**PROMPT:** All entries must be transcribed without a single difference.

[Opening MATERIAL FOR THIS EXERCISE section]

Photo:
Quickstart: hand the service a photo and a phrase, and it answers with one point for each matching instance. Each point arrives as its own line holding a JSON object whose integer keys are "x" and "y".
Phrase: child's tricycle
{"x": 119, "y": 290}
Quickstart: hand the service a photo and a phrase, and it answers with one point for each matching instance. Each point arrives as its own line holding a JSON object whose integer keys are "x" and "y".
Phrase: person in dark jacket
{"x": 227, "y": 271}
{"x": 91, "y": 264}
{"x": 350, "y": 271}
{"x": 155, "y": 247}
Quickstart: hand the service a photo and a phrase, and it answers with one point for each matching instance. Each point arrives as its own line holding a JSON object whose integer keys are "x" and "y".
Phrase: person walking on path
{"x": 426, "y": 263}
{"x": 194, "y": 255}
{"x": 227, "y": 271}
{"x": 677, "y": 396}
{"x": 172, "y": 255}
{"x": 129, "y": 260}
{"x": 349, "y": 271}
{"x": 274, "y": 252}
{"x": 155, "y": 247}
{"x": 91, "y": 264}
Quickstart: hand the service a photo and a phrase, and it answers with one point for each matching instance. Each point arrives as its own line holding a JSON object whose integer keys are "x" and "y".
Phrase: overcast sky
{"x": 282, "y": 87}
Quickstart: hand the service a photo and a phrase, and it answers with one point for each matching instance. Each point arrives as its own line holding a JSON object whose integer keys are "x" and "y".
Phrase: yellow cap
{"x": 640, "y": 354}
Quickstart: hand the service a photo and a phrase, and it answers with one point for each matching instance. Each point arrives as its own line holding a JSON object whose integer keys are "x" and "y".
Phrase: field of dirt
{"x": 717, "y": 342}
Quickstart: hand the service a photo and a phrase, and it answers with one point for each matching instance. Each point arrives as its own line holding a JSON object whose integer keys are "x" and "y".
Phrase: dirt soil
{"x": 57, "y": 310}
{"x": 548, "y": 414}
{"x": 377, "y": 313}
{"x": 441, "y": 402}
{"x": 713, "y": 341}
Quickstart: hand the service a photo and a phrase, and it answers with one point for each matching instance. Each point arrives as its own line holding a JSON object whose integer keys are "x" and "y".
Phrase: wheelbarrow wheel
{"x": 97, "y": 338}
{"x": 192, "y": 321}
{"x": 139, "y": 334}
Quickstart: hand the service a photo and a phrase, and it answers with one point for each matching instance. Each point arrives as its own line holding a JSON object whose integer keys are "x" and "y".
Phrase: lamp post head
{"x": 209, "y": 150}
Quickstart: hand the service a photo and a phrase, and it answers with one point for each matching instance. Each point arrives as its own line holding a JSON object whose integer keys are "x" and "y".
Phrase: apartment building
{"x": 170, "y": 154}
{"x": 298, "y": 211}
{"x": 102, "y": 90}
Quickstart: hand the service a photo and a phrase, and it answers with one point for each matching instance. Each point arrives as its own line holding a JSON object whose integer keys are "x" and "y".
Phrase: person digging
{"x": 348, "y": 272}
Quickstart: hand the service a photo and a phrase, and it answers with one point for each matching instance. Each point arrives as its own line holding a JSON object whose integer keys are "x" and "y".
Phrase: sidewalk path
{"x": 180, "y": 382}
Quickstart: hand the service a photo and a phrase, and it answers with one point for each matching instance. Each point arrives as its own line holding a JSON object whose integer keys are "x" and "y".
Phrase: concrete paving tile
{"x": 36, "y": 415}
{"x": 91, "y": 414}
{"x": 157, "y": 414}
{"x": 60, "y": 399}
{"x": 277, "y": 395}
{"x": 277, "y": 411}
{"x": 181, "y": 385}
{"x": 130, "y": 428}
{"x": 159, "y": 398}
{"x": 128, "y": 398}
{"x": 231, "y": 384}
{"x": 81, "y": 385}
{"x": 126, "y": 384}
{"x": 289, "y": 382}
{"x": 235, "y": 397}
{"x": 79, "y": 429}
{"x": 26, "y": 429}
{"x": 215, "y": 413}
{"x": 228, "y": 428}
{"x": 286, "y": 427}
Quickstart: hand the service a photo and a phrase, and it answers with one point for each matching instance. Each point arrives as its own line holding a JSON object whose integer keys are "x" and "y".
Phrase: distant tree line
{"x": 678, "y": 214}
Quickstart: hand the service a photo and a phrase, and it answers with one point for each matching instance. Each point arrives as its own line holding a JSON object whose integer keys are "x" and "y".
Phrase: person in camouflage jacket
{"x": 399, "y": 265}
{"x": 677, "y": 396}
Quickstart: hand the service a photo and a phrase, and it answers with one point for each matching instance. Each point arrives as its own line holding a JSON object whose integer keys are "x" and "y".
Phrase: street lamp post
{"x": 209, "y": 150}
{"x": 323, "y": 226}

[Closing MATERIAL FOR THIS EXERCISE section]

**EXERCISE RESULT:**
Photo:
Quickstart: hand the service a photo and a phrase, and it answers with one point for each matching instance. Each point arrives as its own line holding a JSON object whose integer keys are "x" and "y".
Phrase: child's tricycle
{"x": 119, "y": 290}
Quickstart: hand the service a photo and a phrase, and it answers with one point for each matching instance. Each point arrives as its own line holding a JSON object whose integer keys are "x" and "y".
Phrase: person in dark jacket
{"x": 227, "y": 271}
{"x": 91, "y": 264}
{"x": 350, "y": 271}
{"x": 155, "y": 247}
Quickstart: hand the service a photo and a phrase, and it answers with one point for each matching instance. Each point arrives as its own line holding a JSON object whose integer keys are "x" and "y".
Phrase: person walking on path
{"x": 426, "y": 263}
{"x": 194, "y": 255}
{"x": 227, "y": 271}
{"x": 677, "y": 396}
{"x": 172, "y": 255}
{"x": 129, "y": 260}
{"x": 349, "y": 271}
{"x": 274, "y": 252}
{"x": 155, "y": 247}
{"x": 91, "y": 264}
Quickstart: hand the service a photo and a phrase, and it answers with one point for each matching instance. Each point arrives as its own line holding a JSON object whose integer keys are "x" and "y".
Phrase: overcast sky
{"x": 282, "y": 87}
Quickstart: hand the service a photo and a phrase, and it answers with one point for each matching instance. Each point arrives as its own line holding a JSON object whose integer keys are "x" and "y".
Phrase: yellow cap
{"x": 640, "y": 354}
Quickstart: hand the service a photo and a phrase, and it answers with one point for each matching instance. Each point arrives as its own line holding a JSON object whose integer keys are "x" and "y".
Phrase: field of dirt
{"x": 717, "y": 342}
Quickstart: hand the service a photo and a phrase, and it answers with one point for each matching instance. Each point arrives as its own line holding a JSON object whose integer keys are "x" and "y".
Phrase: dirt soil
{"x": 57, "y": 310}
{"x": 548, "y": 414}
{"x": 377, "y": 313}
{"x": 441, "y": 402}
{"x": 713, "y": 341}
Quickstart: hand the service a photo and a phrase, and it answers with one point for each matching instance. Each point arrives as its own line holding a JSON object whose integer keys are "x" and "y".
Phrase: wheelbarrow wheel
{"x": 97, "y": 338}
{"x": 192, "y": 321}
{"x": 139, "y": 334}
Quickstart: hand the service a photo and a phrase, and it answers with one point for each matching instance. Each point arrives as its own line holding a JSON object whose integer keys are "x" and "y".
Phrase: lamp post head
{"x": 209, "y": 150}
Quickstart: hand the service a photo and a phrase, and it answers with one point for each matching instance. Each point arrives as its own line holding a JSON object whose integer keys are "x" and "y".
Phrase: apartment building
{"x": 170, "y": 154}
{"x": 298, "y": 211}
{"x": 102, "y": 90}
Quickstart: hand the service a photo and a phrase, and it answers with one point for each matching instance. Each point arrives as its own line holding a JSON object whose integer keys are "x" and "y".
Phrase: person digging
{"x": 348, "y": 272}
Quickstart: hand the service a photo and a phrase, and it answers with one point for each matching instance. Each point arrives as its own line holding a JSON object whose integer keys are "x" and "y".
Phrase: sidewalk path
{"x": 180, "y": 382}
Quickstart: hand the service a photo and a phrase, and it answers with one point for each matching instance. Each point arrives as its own line holding a JSON object whose integer keys are "x" and "y".
Phrase: concrete paving tile
{"x": 36, "y": 415}
{"x": 91, "y": 414}
{"x": 157, "y": 414}
{"x": 60, "y": 399}
{"x": 277, "y": 395}
{"x": 277, "y": 411}
{"x": 181, "y": 385}
{"x": 130, "y": 428}
{"x": 159, "y": 398}
{"x": 128, "y": 398}
{"x": 231, "y": 384}
{"x": 81, "y": 385}
{"x": 126, "y": 384}
{"x": 289, "y": 382}
{"x": 235, "y": 397}
{"x": 79, "y": 429}
{"x": 26, "y": 429}
{"x": 215, "y": 413}
{"x": 228, "y": 428}
{"x": 286, "y": 427}
Quickstart: hand the service a photo and a phrase, and it answers with one point for each matching instance. Each point arrives as its own line holding a JSON object whose integer keys are "x" and "y".
Phrase: distant tree line
{"x": 678, "y": 214}
Quickstart: hand the service a photo and a phrase, and it answers with one point for each matching instance. Each point arrives as its own line holding a JSON object whose integer keys are "x" and "y".
Phrase: person in camouflage jacket
{"x": 399, "y": 265}
{"x": 677, "y": 396}
Quickstart: hand the service a photo and a phrase, and it answers with one point for each matching instance. Each point arrives as its own line holding a JSON object whose integer keys are "x" and "y".
Phrase: street lamp post
{"x": 209, "y": 150}
{"x": 323, "y": 226}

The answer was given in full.